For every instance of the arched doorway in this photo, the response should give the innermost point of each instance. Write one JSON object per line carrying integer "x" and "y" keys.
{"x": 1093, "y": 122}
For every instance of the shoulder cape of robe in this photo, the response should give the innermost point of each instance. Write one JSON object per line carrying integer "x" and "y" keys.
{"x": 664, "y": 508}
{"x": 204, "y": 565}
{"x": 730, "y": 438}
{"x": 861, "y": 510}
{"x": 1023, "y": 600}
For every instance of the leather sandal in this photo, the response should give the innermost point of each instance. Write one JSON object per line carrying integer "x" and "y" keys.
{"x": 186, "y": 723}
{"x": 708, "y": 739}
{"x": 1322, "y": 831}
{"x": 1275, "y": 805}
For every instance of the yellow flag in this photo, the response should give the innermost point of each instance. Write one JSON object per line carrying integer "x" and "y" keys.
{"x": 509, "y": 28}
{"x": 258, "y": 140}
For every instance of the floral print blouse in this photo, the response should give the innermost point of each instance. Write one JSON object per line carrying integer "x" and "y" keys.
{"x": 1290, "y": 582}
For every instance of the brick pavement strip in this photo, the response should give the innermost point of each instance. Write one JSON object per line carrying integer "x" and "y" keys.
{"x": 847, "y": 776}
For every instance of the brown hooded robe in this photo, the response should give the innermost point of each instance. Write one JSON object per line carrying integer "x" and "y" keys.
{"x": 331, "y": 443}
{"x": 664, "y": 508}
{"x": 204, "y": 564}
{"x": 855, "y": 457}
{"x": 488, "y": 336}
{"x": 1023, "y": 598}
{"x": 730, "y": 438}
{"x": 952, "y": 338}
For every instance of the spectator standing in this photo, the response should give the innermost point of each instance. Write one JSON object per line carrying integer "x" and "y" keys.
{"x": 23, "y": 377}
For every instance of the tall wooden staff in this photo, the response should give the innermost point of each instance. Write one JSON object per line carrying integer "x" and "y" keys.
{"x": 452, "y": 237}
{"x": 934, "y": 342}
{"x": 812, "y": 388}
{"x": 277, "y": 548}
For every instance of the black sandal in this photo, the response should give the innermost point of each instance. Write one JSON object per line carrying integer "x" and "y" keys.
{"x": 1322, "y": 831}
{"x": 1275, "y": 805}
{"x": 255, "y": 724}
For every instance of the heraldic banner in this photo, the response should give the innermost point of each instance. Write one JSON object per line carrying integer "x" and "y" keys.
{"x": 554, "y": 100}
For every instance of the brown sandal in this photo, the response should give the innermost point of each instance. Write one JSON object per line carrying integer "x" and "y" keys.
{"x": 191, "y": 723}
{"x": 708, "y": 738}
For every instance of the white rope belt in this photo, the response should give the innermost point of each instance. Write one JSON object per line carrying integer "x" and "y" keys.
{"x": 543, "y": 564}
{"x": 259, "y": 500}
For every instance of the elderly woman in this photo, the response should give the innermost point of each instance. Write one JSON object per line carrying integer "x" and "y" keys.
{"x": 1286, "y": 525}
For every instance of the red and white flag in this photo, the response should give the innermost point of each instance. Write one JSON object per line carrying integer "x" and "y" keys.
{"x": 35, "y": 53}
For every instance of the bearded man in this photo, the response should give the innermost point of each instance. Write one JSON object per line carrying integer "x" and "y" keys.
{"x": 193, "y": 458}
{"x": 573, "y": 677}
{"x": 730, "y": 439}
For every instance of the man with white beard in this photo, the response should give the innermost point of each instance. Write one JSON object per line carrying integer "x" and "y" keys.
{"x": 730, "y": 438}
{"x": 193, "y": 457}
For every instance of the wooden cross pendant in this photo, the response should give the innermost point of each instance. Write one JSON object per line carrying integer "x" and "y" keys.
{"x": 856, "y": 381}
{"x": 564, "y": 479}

#####

▶ _Given instruction_
Rewrite all the records above, changing "innermost point" to "center point" wherever it occurs and leaving everything else as it stands.

▶ _Final result_
For every instance of the arched doorway in this photo, the response should give the center point of each instance. Write one JSON object per line carrying integer "x" and "y" keys.
{"x": 1093, "y": 122}
For every instance of the shoulder cape of robe in this photo, the response should give the center point of each instance. Write one JSON object per line carrying integer "x" and "y" keys.
{"x": 664, "y": 508}
{"x": 204, "y": 565}
{"x": 730, "y": 438}
{"x": 861, "y": 510}
{"x": 1023, "y": 600}
For every instance of the leather sandal in this photo, the response should give the center point of each instance. Write one JSON object per line carrying integer "x" and "y" keys.
{"x": 186, "y": 723}
{"x": 708, "y": 739}
{"x": 1322, "y": 831}
{"x": 1275, "y": 805}
For every instance of the yellow flag in this photo, the response should give the center point of each instance. Write one JSON object per line carrying integer "x" and "y" keys.
{"x": 509, "y": 28}
{"x": 258, "y": 140}
For every instance of the floral print blouse in this photo, the response should give the center point of each instance. Write one JSON object per line carrying integer "x" and "y" keys.
{"x": 1290, "y": 582}
For every instance of the brick pavement strip in this photo, the response should give the center point of each instance. Write one JSON object per line carrying integer "x" and "y" keys.
{"x": 847, "y": 776}
For every instance of the brown hooded robe in this photo, the response should give the center point of each instance. Write one JSON object per line carrying integer "x" and "y" keys.
{"x": 331, "y": 443}
{"x": 664, "y": 508}
{"x": 204, "y": 564}
{"x": 855, "y": 457}
{"x": 488, "y": 336}
{"x": 1023, "y": 598}
{"x": 730, "y": 438}
{"x": 952, "y": 338}
For every instance of the spectator standing in this photo, the response should give the center point of each instance. Write one JSON object per line carrying integer "x" and "y" keys.
{"x": 23, "y": 377}
For every instance of the tall wooden staff in this photo, the response should give the center point of each instance. Write one JSON object per line carrying integer "x" and "y" keys.
{"x": 452, "y": 237}
{"x": 934, "y": 342}
{"x": 812, "y": 388}
{"x": 277, "y": 548}
For every instance of the black sandal in this photo, the response should give the center point of each instance. Write one JSON object per line carrying integer "x" and "y" keys.
{"x": 1322, "y": 831}
{"x": 1275, "y": 805}
{"x": 255, "y": 724}
For every instance of the heraldic banner in this photo, the response should give the center point of each instance. Write one JSON object per line carrying integer "x" and "y" keys.
{"x": 554, "y": 100}
For every instance of the brown sandal in this photo, the response should give the center point of each instance. Write one JSON object per line carrying integer "x" and "y" keys.
{"x": 191, "y": 723}
{"x": 708, "y": 738}
For every instance of the white rope belt in this photo, the response should give the center point of each instance. Write one JSON object per line carrying integer "x" and "y" keys.
{"x": 543, "y": 564}
{"x": 259, "y": 500}
For every instance of the elderly woman in this photo, the response should give the center point of each instance. Write one JSON object per line carrying integer "x" and "y" keys.
{"x": 1286, "y": 525}
For every instance of the red and white flag in this photo, the response should give the center point of each instance. Write one JSON object per line carrying integer "x" and "y" keys.
{"x": 35, "y": 53}
For every instance of the bearded man in this photo, the response should give the center point of each instance. Write one JSON object per line carrying integer "x" and "y" keys.
{"x": 193, "y": 458}
{"x": 573, "y": 677}
{"x": 730, "y": 439}
For every instance of the man with white beard in this photo, the response should give the center point of each instance. Write one JSON object per line carrying integer "x" and "y" keys.
{"x": 730, "y": 438}
{"x": 193, "y": 457}
For every instance of the wooden cross pendant in this photo, the response should give the center point of each instance. Write one JSON object per line carrying integer "x" and "y" keys.
{"x": 856, "y": 381}
{"x": 564, "y": 479}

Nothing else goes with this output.